The input Block Start

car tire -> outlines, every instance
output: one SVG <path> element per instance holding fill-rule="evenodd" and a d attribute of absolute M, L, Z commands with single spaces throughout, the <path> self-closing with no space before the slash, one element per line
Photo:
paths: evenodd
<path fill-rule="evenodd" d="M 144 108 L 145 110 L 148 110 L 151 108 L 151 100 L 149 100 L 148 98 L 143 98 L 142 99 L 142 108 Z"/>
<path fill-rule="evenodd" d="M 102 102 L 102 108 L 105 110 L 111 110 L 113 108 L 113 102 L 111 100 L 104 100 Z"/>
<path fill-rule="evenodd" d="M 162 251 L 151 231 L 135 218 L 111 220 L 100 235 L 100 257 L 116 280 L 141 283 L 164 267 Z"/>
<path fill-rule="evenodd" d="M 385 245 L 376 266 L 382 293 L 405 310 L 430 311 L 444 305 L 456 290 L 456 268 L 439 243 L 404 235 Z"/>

The input Block End

* Directions: Determine how many lines in the entries hold the string "instance". Write only the number.

* Exercise response: 2